REQUEST -> Write each record again exactly as it stands.

TASK INPUT ->

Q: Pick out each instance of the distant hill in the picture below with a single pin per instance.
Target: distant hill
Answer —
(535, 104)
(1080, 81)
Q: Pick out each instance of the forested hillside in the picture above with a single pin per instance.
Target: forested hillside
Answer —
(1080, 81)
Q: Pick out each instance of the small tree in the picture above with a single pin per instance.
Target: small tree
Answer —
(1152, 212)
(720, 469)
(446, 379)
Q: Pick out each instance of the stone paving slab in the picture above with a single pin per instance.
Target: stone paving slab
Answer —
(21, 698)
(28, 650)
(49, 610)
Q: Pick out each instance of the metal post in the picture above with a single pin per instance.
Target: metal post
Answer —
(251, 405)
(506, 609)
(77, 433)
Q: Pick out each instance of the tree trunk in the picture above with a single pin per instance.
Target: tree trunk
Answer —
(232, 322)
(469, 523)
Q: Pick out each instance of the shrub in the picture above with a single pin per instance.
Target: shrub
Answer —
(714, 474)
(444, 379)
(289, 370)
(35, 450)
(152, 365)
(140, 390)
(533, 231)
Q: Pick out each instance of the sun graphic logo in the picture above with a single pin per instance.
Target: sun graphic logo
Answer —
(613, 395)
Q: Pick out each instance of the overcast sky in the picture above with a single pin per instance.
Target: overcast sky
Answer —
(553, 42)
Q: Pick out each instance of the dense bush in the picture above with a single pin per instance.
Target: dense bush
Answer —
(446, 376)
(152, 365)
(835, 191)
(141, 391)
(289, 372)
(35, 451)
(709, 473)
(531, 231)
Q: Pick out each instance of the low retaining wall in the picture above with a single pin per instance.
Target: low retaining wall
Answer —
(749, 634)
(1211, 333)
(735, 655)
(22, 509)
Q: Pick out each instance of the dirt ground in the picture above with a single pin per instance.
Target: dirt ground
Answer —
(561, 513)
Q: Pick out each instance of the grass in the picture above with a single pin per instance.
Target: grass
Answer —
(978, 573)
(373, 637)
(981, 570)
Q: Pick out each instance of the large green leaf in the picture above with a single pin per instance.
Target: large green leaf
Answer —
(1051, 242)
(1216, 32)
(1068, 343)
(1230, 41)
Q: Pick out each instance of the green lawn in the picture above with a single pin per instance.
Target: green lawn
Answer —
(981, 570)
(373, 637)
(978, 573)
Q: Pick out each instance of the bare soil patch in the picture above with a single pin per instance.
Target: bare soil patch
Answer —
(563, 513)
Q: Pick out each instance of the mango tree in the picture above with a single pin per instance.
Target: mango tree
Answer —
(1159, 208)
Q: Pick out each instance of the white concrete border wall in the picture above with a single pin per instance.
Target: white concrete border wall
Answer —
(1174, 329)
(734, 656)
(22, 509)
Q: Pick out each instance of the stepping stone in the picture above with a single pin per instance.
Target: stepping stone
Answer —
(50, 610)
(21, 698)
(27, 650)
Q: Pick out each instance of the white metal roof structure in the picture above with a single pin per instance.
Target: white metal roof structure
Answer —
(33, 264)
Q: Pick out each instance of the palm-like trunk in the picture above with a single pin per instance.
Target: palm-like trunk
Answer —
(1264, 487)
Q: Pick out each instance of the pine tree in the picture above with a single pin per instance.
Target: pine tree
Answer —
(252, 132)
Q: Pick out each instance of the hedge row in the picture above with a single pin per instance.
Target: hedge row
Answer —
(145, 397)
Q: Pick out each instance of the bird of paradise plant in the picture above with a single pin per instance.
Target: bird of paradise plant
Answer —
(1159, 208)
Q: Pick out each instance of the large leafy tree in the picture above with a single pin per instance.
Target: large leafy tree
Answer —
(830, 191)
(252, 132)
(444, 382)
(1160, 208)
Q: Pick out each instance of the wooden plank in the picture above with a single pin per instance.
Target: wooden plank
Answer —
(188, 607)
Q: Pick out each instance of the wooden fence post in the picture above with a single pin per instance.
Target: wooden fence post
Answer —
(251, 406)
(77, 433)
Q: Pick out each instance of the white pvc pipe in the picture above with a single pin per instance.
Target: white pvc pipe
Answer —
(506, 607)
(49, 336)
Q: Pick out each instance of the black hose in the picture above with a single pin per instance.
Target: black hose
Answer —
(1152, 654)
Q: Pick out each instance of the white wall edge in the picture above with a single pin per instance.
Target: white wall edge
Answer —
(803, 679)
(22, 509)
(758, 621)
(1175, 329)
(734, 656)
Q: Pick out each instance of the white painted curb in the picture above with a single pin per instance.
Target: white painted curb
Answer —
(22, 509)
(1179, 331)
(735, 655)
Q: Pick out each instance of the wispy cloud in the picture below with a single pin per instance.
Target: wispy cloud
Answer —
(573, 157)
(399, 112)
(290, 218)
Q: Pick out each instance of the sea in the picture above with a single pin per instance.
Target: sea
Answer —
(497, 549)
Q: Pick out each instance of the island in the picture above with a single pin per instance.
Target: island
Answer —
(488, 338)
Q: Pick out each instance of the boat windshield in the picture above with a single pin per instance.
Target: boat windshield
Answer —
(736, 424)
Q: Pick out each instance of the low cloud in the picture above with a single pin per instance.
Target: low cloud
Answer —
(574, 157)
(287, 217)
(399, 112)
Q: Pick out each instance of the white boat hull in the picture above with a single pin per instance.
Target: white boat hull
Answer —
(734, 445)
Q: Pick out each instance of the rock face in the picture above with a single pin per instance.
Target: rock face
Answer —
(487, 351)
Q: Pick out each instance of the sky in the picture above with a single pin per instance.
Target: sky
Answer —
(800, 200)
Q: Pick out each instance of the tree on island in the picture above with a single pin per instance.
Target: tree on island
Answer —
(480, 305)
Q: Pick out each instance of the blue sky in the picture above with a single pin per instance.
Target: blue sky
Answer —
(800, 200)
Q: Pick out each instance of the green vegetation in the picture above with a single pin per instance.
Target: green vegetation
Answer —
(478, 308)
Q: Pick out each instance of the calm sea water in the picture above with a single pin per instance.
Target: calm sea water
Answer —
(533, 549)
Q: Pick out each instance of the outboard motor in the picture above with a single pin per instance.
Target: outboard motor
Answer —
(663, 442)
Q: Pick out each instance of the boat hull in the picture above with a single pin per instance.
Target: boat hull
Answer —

TASK SOLUTION ->
Q: Pick out each instance of the distant hill in the picture below with a single pin per instance.
Target: distant hill
Answer —
(535, 104)
(1080, 81)
Q: Pick out each instance of the forested hillside in the picture above with a single pin per instance.
Target: forested hillside
Answer —
(1080, 81)
Q: Pick out each instance of the small tree in the picture above with a single pin per instance.
Target: small tree
Answer —
(1152, 212)
(720, 469)
(446, 379)
Q: Pick out each instance of the stone paving slab in the picture above with a single pin per instance.
Target: stone paving slab
Answer —
(21, 698)
(28, 650)
(49, 610)
Q: Pick out each instance of the metal post in the picture above with a single pin per instance.
Target: metal post
Answer —
(251, 405)
(506, 609)
(77, 433)
Q: Pick out each instance of the tree trunk in the picture above with a single pin per instance.
Target: tree trunk
Answer —
(232, 322)
(469, 523)
Q: Pick out each instance of the shrub in the picture above with a single pin per instance.
Target: shrub
Answer —
(714, 474)
(444, 379)
(289, 370)
(35, 450)
(152, 365)
(140, 390)
(533, 231)
Q: Pick out each instance of the sun graphic logo in the picture above with a single pin per instance.
Target: sun graphic logo
Answer —
(613, 395)
Q: Pick out each instance of the overcast sky in the picture above with a single pin per instance.
Target: overcast sky
Answer —
(553, 42)
Q: Pick out each instance of the dense bush in the picture above with a single pin per instance.
Target: dense bush
Answer —
(446, 376)
(152, 365)
(835, 191)
(141, 391)
(289, 372)
(35, 451)
(709, 473)
(531, 231)
Q: Pick out each instance of the low retaining wall in the picture above with a single pin per instance.
Target: low retaining wall
Answer —
(749, 634)
(1211, 333)
(735, 655)
(22, 509)
Q: Pick out each instance of the dirt ground in the picture above with a single pin per instance.
Target: dirt ground
Answer —
(561, 513)
Q: Pick out each instance of the grass in the picture above with a single pin per instance.
Target: grass
Answer —
(978, 573)
(373, 637)
(981, 570)
Q: Pick out each instance of the large green leaf in the picture above with a single pin per instance.
Target: large green leaf
Answer —
(1051, 242)
(1216, 32)
(1068, 343)
(1230, 41)
Q: Pick out each instance of the green lawn in the picture above with a single pin per instance.
Target: green lawn
Answer —
(981, 570)
(373, 637)
(978, 573)
Q: Pick out each instance of the bare soil patch in the picture above with a single pin per instance.
Target: bare soil patch
Answer —
(563, 513)
Q: Pick out each instance of the mango tree in the picture above with a single pin per instance.
Target: mango tree
Answer —
(1159, 208)
Q: Pick out each instance of the white concrete border wall in the picture above with a single pin per instance.
Target: white concrete border wall
Answer —
(1174, 329)
(734, 656)
(22, 509)
Q: Pick out each instance of the stepping stone in the picture above with a single pin per instance.
Target: stepping stone
Answer —
(50, 610)
(21, 698)
(27, 650)
Q: Pick out each instance of the white metal roof structure in the picture above with a single pin per instance.
Target: white metal roof structure
Answer —
(33, 264)
Q: Pick out each instance of the palm-like trunk in the picture above with a single pin per instance.
Target: palm-like trunk
Answer —
(1264, 487)
Q: Pick out each instance of the pine tree in the picture above with a single pin per instance.
Target: pine tree
Answer —
(252, 132)
Q: Pick out each instance of the hedge row in the picture above with a single pin per instance.
Target: hedge row
Answer —
(145, 397)
Q: Pick out each instance of the bird of paradise plant in the picture above with a single pin per instance.
Target: bird of paradise plant
Answer —
(1159, 208)
Q: Pick out each instance of the large leafy tree in the picture above with a single pin per instance.
Target: large leafy tree
Answer —
(830, 191)
(252, 132)
(444, 382)
(1160, 208)
Q: Pick out each instance of the wooden plank in the picture above with a single pin per instance.
Target: wooden plank
Answer —
(188, 607)
Q: Pick out each instance of the wooden fence post in the picture above with a single pin per instance.
Target: wooden fence post
Answer —
(251, 406)
(77, 433)
Q: Pick out each instance of the white pvc pipe in the picture above with a single pin per instance.
Target: white pvc pipe
Answer —
(506, 607)
(49, 336)
Q: Pick out each instance of the black hose in the picture above with a single pin per instance.
Target: black hose
Answer —
(1152, 654)
Q: Pick out each instance of the white wall edge in the picture above with a single pin per instance.
Target: white wall edge
Answer —
(803, 679)
(22, 509)
(758, 621)
(1175, 329)
(734, 656)
Q: Pick out each instance of the white painted curb in the picture above with a single pin per instance.
Target: white painted curb
Answer —
(22, 509)
(1179, 331)
(735, 655)
Q: Pick out each instance of the wispy cloud in the picture below with a single pin per instance.
Target: wispy cloud
Answer —
(573, 157)
(399, 112)
(290, 218)
Q: Pick out each instance of the sea in the picture above with a single pin per instance.
Target: sea
Answer —
(497, 549)
Q: Pick out each instance of the island in the picture above with a single pin per instance.
Target: island
Answer —
(488, 338)
Q: Pick out each instance of the boat windshield in the picture above with a single pin per instance.
Target: boat windshield
Answer —
(736, 424)
Q: Pick out each instance of the low cloud in the picture above with a single pin per instance.
Target: low cloud
Answer —
(574, 157)
(287, 217)
(399, 112)
Q: Pick out each instance of the white boat hull in the picture above with a single pin per instance.
Target: white boat hull
Answer —
(734, 445)
Q: Pick out each instance of the rock face in the picture above with a single pin per instance.
Target: rock face
Answer —
(487, 351)
Q: Pick out each instance of the sky in the picture above with a single pin per instance.
Target: sky
Answer —
(800, 200)
Q: Pick out each instance of the tree on island in the picture above with a single pin per instance.
Target: tree on island
Answer —
(480, 305)
Q: Pick out each instance of the blue sky in the picture above with a single pin per instance.
Target: blue sky
Answer —
(800, 200)
Q: Pick out each instance of the green vegetation in the picture above with a single pin per instance.
Target: green vegetation
Answer —
(478, 308)
Q: Pick out each instance of the calm sea water in the picture above with a single pin per instance.
Target: calm sea water
Answer —
(533, 549)
Q: Pick out each instance of the outboard motor in the picture above with a single pin per instance.
Target: outboard motor
Answer —
(663, 442)
Q: Pick out each instance of the boat hull in the picture above with a single pin per instance.
Target: boat hull
Answer —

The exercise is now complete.